**Problem to solve:** Whatever pictures the entries hold, omit them, and output exactly the lines from the one containing "Target: red tile roof" through the final line.

**Records shown:**
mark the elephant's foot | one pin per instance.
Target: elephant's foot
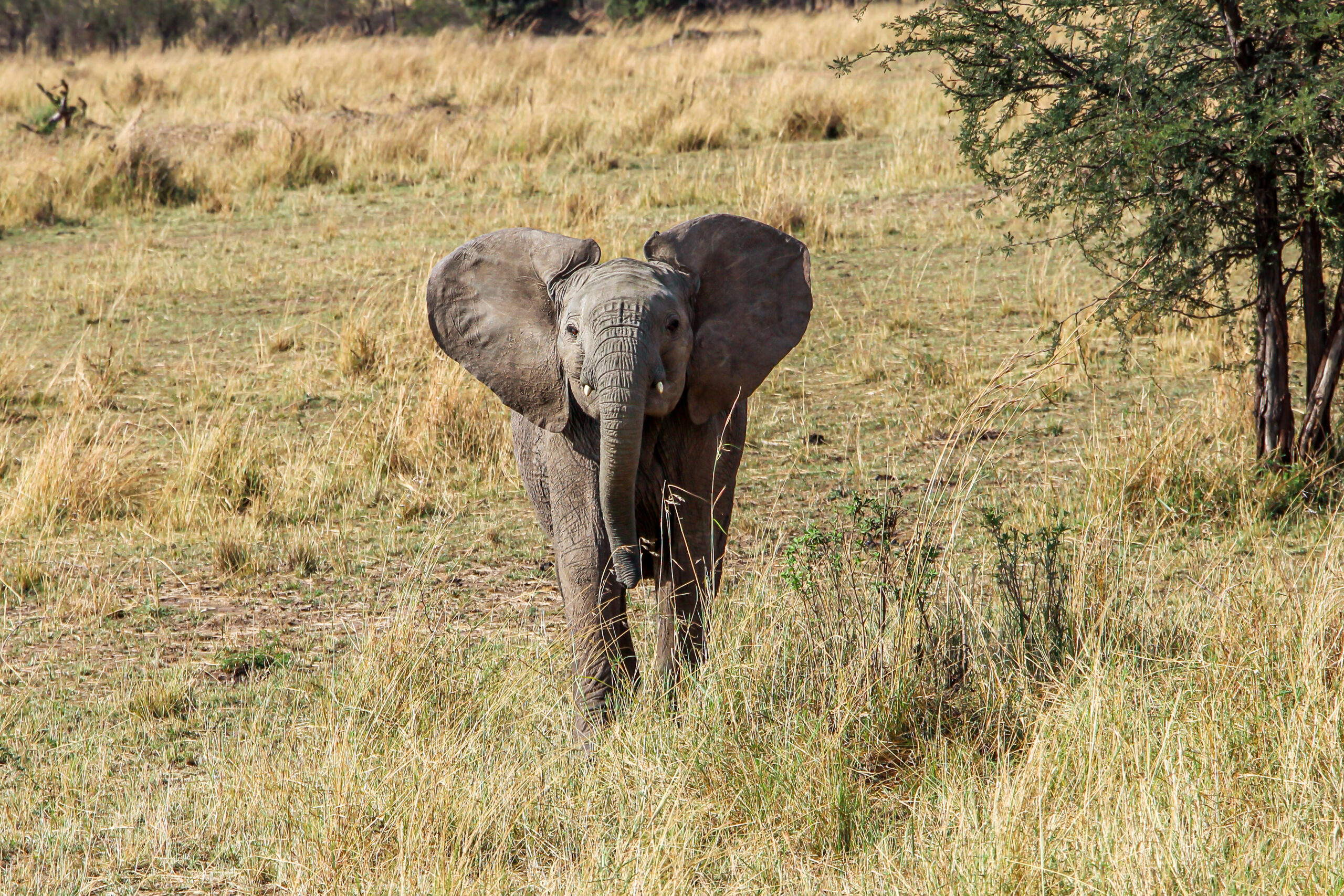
(601, 693)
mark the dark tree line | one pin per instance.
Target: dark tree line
(69, 27)
(81, 26)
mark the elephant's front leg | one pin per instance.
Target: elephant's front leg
(594, 602)
(695, 531)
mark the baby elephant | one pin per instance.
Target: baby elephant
(629, 386)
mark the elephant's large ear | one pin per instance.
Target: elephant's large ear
(750, 311)
(491, 309)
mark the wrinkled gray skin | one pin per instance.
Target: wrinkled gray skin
(629, 383)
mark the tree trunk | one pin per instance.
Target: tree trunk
(1314, 300)
(1273, 400)
(1316, 421)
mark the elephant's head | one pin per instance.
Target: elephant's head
(534, 316)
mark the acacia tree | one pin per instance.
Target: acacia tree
(1184, 143)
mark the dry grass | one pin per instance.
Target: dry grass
(277, 618)
(207, 127)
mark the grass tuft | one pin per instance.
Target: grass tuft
(232, 555)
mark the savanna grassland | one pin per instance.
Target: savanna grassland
(277, 618)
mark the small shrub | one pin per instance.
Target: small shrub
(241, 140)
(162, 700)
(356, 354)
(1031, 574)
(142, 175)
(822, 123)
(282, 340)
(304, 166)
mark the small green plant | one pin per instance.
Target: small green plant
(232, 555)
(25, 579)
(244, 661)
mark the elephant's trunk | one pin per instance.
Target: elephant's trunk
(620, 374)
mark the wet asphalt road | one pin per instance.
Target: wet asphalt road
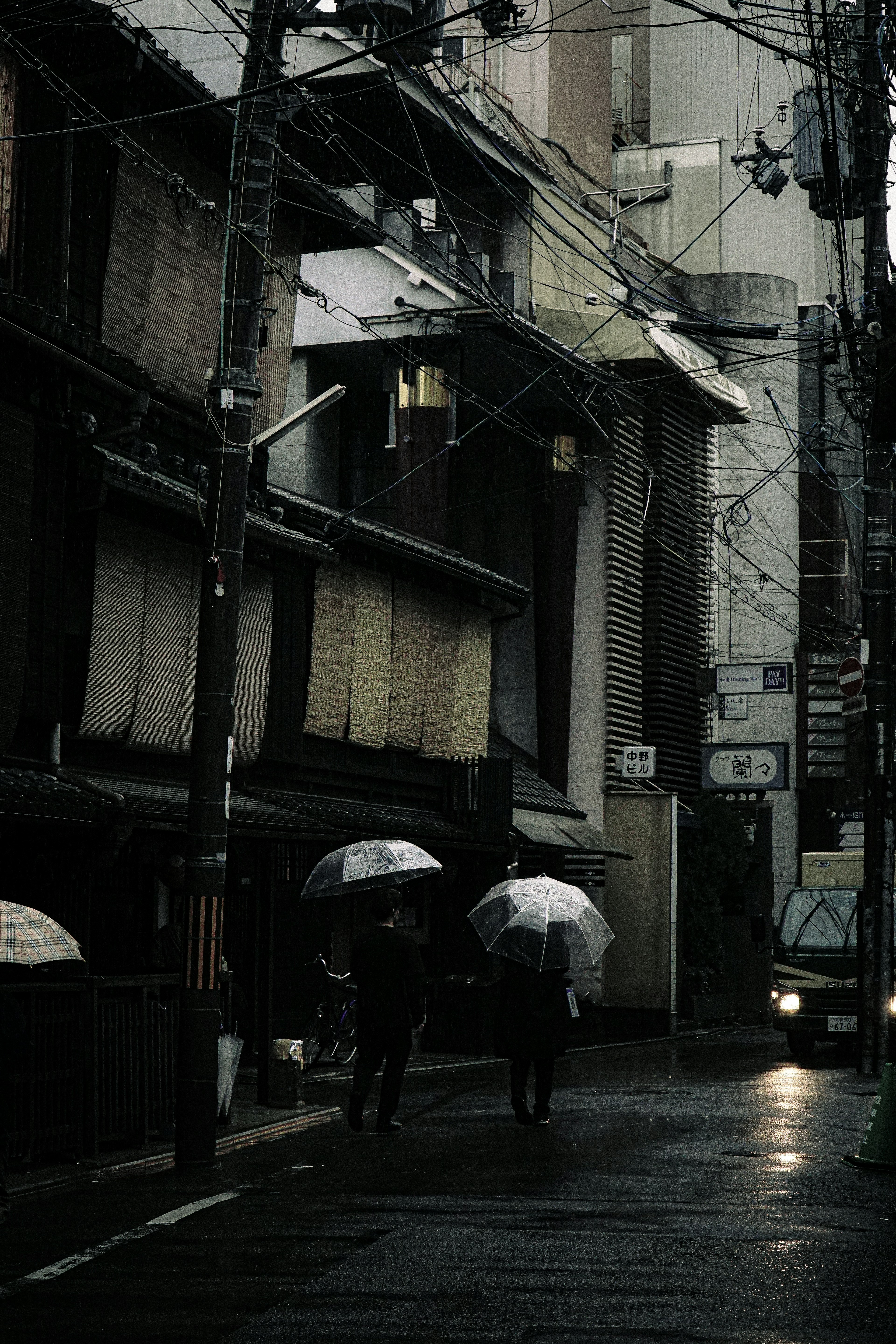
(683, 1191)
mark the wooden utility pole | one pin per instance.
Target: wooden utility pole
(875, 916)
(234, 390)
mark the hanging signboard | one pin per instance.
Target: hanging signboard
(851, 677)
(754, 678)
(746, 767)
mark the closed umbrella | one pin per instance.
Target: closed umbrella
(369, 865)
(32, 939)
(542, 923)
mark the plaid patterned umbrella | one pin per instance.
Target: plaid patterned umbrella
(29, 937)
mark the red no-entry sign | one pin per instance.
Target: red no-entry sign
(851, 677)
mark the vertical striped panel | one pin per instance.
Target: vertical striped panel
(185, 733)
(441, 678)
(331, 671)
(17, 471)
(625, 584)
(116, 635)
(471, 730)
(166, 644)
(253, 663)
(410, 659)
(371, 659)
(676, 589)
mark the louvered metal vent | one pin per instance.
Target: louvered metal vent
(625, 582)
(676, 591)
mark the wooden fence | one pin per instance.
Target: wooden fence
(103, 1066)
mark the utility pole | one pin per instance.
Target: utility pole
(875, 916)
(234, 389)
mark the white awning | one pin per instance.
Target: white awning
(557, 831)
(703, 371)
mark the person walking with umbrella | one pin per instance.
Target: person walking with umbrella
(541, 928)
(386, 967)
(534, 1015)
(389, 972)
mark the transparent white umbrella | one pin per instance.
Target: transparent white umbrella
(542, 923)
(369, 865)
(32, 939)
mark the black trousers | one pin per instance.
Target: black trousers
(543, 1082)
(390, 1043)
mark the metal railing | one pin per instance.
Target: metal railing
(46, 1100)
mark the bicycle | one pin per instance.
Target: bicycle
(332, 1026)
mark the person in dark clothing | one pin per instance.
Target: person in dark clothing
(389, 974)
(534, 1014)
(15, 1050)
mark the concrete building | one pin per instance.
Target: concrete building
(686, 99)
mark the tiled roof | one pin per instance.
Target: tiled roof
(370, 818)
(151, 800)
(38, 794)
(530, 790)
(133, 478)
(285, 812)
(383, 537)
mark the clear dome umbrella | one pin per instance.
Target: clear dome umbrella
(369, 865)
(542, 923)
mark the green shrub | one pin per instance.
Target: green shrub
(711, 861)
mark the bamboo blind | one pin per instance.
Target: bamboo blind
(117, 630)
(398, 667)
(166, 644)
(471, 728)
(253, 663)
(17, 479)
(441, 678)
(371, 659)
(331, 667)
(410, 661)
(143, 644)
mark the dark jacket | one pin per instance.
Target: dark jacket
(534, 1014)
(389, 974)
(15, 1053)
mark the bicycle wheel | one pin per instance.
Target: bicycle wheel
(316, 1036)
(346, 1042)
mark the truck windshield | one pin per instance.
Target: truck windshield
(820, 917)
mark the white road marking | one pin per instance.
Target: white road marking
(112, 1244)
(186, 1210)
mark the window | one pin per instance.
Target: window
(564, 452)
(621, 91)
(452, 50)
(425, 206)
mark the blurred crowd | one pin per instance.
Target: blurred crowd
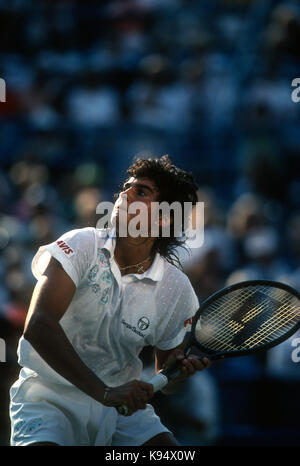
(91, 84)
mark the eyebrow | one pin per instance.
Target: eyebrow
(138, 185)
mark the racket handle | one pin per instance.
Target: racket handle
(158, 381)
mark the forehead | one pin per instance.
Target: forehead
(146, 182)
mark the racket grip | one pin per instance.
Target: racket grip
(158, 381)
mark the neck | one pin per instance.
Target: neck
(130, 251)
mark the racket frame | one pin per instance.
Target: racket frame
(192, 342)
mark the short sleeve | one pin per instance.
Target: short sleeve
(181, 318)
(74, 250)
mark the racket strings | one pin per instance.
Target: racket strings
(218, 333)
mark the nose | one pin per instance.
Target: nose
(128, 192)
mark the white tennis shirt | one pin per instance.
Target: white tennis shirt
(112, 317)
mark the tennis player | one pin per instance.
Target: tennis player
(99, 299)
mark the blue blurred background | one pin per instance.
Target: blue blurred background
(91, 84)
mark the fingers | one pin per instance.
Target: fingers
(192, 363)
(134, 395)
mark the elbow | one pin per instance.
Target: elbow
(36, 329)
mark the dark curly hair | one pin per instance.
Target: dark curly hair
(174, 185)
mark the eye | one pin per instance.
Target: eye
(141, 192)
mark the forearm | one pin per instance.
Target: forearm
(173, 387)
(52, 344)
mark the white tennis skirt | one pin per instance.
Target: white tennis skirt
(42, 411)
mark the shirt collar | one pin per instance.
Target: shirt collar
(155, 272)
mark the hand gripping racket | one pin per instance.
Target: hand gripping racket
(238, 320)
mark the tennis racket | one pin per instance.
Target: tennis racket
(238, 320)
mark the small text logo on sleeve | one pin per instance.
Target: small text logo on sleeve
(65, 247)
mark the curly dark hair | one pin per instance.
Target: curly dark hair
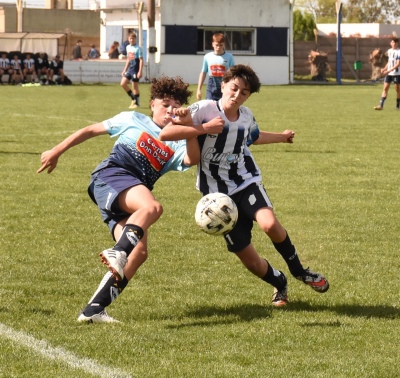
(244, 72)
(173, 87)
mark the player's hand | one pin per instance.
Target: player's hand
(49, 160)
(214, 126)
(288, 136)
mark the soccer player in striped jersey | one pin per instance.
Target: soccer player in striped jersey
(392, 72)
(227, 166)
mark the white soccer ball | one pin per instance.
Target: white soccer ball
(216, 213)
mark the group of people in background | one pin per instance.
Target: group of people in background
(27, 67)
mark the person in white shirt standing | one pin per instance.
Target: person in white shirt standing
(5, 67)
(29, 67)
(392, 72)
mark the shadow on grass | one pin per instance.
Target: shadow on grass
(19, 153)
(248, 312)
(353, 310)
(223, 315)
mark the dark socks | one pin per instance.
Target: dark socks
(107, 292)
(130, 237)
(289, 254)
(274, 277)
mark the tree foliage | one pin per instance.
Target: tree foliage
(372, 11)
(303, 26)
(353, 11)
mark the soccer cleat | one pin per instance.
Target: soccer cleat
(101, 317)
(280, 298)
(316, 281)
(115, 260)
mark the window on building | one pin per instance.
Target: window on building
(241, 41)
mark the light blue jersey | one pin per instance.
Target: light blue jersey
(139, 150)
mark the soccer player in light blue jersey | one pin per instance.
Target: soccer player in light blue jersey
(121, 185)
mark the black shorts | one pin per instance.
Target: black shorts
(392, 79)
(248, 202)
(132, 75)
(104, 190)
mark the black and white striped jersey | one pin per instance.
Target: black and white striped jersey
(226, 165)
(393, 58)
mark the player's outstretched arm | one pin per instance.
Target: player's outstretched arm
(269, 137)
(176, 132)
(49, 159)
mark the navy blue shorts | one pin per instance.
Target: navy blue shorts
(392, 79)
(248, 202)
(131, 75)
(104, 189)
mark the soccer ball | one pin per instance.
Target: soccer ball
(216, 214)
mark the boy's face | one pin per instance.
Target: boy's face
(219, 47)
(163, 110)
(234, 93)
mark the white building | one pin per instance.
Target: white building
(258, 33)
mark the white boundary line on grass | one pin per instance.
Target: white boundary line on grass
(60, 354)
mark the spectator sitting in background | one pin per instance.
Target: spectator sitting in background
(113, 53)
(77, 51)
(43, 68)
(16, 69)
(29, 68)
(5, 67)
(93, 53)
(56, 68)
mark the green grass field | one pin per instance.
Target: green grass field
(193, 310)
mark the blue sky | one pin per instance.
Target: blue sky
(78, 4)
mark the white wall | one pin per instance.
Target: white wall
(226, 12)
(231, 13)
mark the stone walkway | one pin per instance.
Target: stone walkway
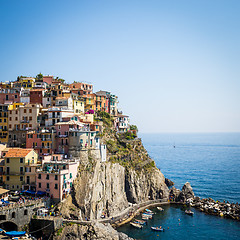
(127, 215)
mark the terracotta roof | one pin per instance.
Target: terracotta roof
(62, 97)
(2, 191)
(2, 147)
(18, 152)
(72, 122)
(37, 90)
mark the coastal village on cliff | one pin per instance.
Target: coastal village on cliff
(69, 156)
(43, 120)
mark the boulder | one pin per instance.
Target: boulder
(174, 193)
(168, 182)
(186, 193)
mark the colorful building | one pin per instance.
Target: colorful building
(56, 114)
(62, 134)
(24, 82)
(3, 123)
(9, 95)
(64, 102)
(102, 101)
(85, 88)
(56, 178)
(42, 141)
(36, 95)
(121, 123)
(16, 159)
(89, 102)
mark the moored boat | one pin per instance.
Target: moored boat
(148, 216)
(189, 212)
(160, 209)
(15, 233)
(142, 222)
(136, 225)
(160, 229)
(149, 211)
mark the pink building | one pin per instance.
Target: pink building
(56, 178)
(48, 79)
(62, 134)
(9, 95)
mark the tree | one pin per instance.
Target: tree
(134, 127)
(39, 76)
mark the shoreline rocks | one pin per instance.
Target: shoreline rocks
(217, 208)
(206, 205)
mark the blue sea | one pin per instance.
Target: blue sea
(211, 163)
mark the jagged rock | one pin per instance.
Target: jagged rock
(168, 182)
(186, 193)
(91, 232)
(174, 193)
(143, 186)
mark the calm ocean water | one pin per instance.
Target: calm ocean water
(211, 163)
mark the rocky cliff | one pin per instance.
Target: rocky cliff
(107, 188)
(90, 232)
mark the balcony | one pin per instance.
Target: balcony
(14, 173)
(46, 139)
(61, 136)
(25, 121)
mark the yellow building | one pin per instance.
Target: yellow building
(16, 160)
(3, 123)
(78, 106)
(89, 102)
(25, 82)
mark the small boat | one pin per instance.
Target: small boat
(189, 212)
(136, 225)
(149, 211)
(160, 229)
(142, 222)
(147, 216)
(15, 233)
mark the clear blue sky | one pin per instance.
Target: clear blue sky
(175, 65)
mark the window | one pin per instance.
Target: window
(28, 180)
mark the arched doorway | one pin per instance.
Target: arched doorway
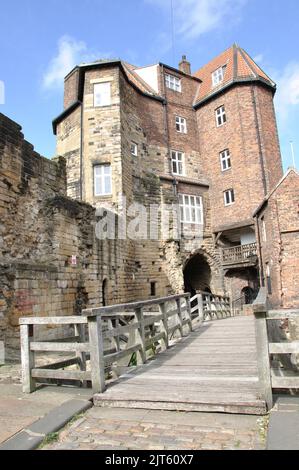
(197, 275)
(105, 292)
(249, 295)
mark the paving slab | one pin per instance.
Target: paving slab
(19, 411)
(283, 431)
(135, 429)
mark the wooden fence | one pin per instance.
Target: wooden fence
(271, 377)
(127, 329)
(239, 254)
(110, 338)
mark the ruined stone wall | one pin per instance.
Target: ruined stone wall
(280, 250)
(51, 262)
(68, 145)
(239, 135)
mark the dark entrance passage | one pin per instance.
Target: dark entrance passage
(197, 275)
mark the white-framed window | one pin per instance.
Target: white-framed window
(172, 82)
(181, 124)
(218, 76)
(191, 209)
(268, 278)
(229, 197)
(225, 160)
(264, 231)
(220, 116)
(102, 179)
(134, 149)
(102, 94)
(177, 162)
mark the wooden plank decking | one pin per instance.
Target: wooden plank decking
(214, 369)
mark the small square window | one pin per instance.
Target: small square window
(177, 162)
(218, 76)
(181, 124)
(220, 116)
(102, 94)
(225, 160)
(153, 289)
(264, 231)
(229, 197)
(172, 82)
(134, 149)
(102, 180)
(191, 209)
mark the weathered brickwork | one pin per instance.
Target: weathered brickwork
(51, 259)
(239, 136)
(41, 232)
(277, 225)
(107, 133)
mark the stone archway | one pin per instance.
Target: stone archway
(197, 275)
(202, 271)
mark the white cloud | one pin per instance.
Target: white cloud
(287, 97)
(70, 53)
(194, 18)
(259, 58)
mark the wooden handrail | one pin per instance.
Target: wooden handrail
(144, 332)
(268, 377)
(240, 253)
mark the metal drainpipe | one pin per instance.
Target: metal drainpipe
(166, 119)
(261, 266)
(81, 154)
(259, 140)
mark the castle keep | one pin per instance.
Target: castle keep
(155, 136)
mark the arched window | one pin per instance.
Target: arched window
(105, 292)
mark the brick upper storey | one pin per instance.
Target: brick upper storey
(218, 125)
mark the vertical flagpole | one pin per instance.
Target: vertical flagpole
(293, 153)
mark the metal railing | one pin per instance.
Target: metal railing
(271, 377)
(239, 254)
(207, 306)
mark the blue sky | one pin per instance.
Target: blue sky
(41, 41)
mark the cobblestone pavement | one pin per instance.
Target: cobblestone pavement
(129, 429)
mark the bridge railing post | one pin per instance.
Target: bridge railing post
(97, 362)
(28, 360)
(180, 316)
(188, 312)
(262, 345)
(200, 307)
(164, 325)
(141, 354)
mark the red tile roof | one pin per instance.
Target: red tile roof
(137, 80)
(238, 66)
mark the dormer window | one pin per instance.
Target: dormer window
(172, 82)
(218, 76)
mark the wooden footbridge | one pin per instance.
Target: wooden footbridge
(173, 353)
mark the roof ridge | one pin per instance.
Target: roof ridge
(244, 55)
(139, 79)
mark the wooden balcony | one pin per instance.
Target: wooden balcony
(243, 255)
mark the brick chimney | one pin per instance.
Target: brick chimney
(185, 66)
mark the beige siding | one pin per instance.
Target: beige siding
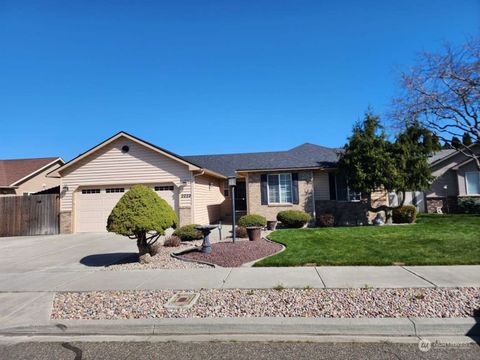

**Answer space:**
Target: red tile roof
(137, 80)
(238, 66)
mark the dormer window | one pin per instance.
Target: dormer window
(172, 82)
(218, 76)
mark the wooden footbridge | one pin per instance.
Target: wooden footbridge
(173, 353)
mark the roof ridge | one pin per instance.
Target: roof ridge
(244, 55)
(139, 79)
mark the wooden balcony | one pin per instance.
Target: wooden balcony
(243, 255)
mark the brick chimney | one pin per instance.
Target: brick chimney
(185, 66)
mark the beige siding | one pin per instance.
Target: beige siding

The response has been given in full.